[START OF READING PASSAGE]

The gas collecting box or boxes 22 are preferably connected to at least one gas exhaust channel 24. One or more exhaust channels 24 may be provided per box 22. When the inner wall 16b of the diffuser is provided with orifices 20, the channel(s) 24 may pass along the casing arms 14 in order to exhaust the gases outside the diffuser.
According to an advantageous characteristic of the invention, the diffuser further comprises suction means 26 for sucking out the fraction of the gas that is to be exhausted. These suction means 26 may be constituted by a pilot valve, a pump, a compressor, or any other system enabling a desired flow of gas to be sucked out. Thus, it is possible to control and monitor a determined rate of flow of gas that is to be exhausted.
Nevertheless, if it turns out to be unnecessary to control the rate of flow of the gas for exhausting, then the gas passing through the orifices 20 formed in the outer wall 16a and/or the inner wall 16b may lead directly to the outside of the diffuser without passing via collecting boxes and evacuation channels for the gas. Under such circumstances, the pressure difference between the annular passage 18 and the outside of the diffuser suffices to suck out gas through the orifices 20.

[END OF READING PASSAGE]
[START OF RECORD EXCERPTS]

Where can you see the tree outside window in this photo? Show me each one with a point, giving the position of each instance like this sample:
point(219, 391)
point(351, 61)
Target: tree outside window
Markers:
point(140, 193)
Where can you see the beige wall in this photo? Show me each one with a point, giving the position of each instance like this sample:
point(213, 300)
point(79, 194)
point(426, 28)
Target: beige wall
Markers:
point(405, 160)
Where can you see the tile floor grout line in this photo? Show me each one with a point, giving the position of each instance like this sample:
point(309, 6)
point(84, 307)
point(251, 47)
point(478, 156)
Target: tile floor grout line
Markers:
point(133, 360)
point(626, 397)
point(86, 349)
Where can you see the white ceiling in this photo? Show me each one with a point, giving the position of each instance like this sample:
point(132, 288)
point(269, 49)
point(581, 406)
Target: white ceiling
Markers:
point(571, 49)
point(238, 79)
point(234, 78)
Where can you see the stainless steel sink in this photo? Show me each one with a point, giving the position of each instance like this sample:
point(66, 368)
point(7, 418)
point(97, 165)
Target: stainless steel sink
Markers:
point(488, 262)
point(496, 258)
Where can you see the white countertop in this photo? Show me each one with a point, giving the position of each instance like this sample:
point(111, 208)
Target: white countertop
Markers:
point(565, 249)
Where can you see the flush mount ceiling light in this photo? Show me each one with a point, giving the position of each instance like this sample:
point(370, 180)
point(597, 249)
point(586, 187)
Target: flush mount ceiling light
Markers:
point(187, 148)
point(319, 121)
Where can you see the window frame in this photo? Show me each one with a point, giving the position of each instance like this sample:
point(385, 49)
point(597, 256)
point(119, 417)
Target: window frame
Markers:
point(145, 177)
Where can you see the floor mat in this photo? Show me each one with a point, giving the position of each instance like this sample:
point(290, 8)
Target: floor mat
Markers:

[END OF RECORD EXCERPTS]

▸ **YOUR TASKS**
[1] Answer these questions about the diffuser text:
(a) When the inner wall 16b has orifices 20, along what may the channel(s) 24 pass?
(b) What may the suction means 26 be constituted by?
(c) When there are no collecting boxes or evacuation channels, what suffices to suck out gas through the orifices 20?
[2] Update the rows starting at the line containing "Where can you see the tile" and ending at the last line of the rows, replacing "Markers" with "Locations" and leaving everything else unchanged. Return only those lines.

▸ **FULL SOLUTIONS**
[1]
(a) Along the casing arms 14.
(b) A pilot valve, a pump, a compressor, or any other system enabling a desired flow of gas to be sucked out.
(c) The pressure difference between the annular passage 18 and the outside of the diffuser.

[2]
Where can you see the tile floor grout line in this photo? Show me each one with a point, giving the position of each instance like this sample:
point(309, 6)
point(84, 307)
point(251, 47)
point(478, 156)
Target: tile floor grout line
Locations:
point(133, 360)
point(626, 397)
point(86, 349)
Where can you see the white ceiling in this photo? Show me each one with a point, giving the position of each instance like this sample:
point(132, 288)
point(269, 49)
point(581, 406)
Target: white ceiling
Locations:
point(571, 49)
point(238, 79)
point(234, 78)
Where can you see the stainless steel sink in this photo? Show me each one with a point, giving the position of each instance like this sample:
point(66, 368)
point(7, 418)
point(97, 165)
Target: stainless steel sink
Locations:
point(488, 262)
point(496, 258)
Where can you see the white countertop in this photo? Show me each one with a point, giving the position of each instance like this sample:
point(111, 208)
Target: white countertop
Locations:
point(565, 249)
Where can you see the flush mount ceiling light in this photo? Show me each one with a point, giving the position of each instance like this sample:
point(370, 180)
point(597, 249)
point(586, 187)
Target: flush mount ceiling light
Locations:
point(187, 148)
point(319, 121)
Where can you see the window frame in this photo? Show me each one with a point, giving the position of each instance like this sample:
point(385, 49)
point(597, 256)
point(119, 417)
Target: window frame
Locations:
point(145, 177)
Where can you see the floor mat in this photo? Show me each one with a point, giving the position of each instance like this sample:
point(290, 8)
Target: floor mat
Locations:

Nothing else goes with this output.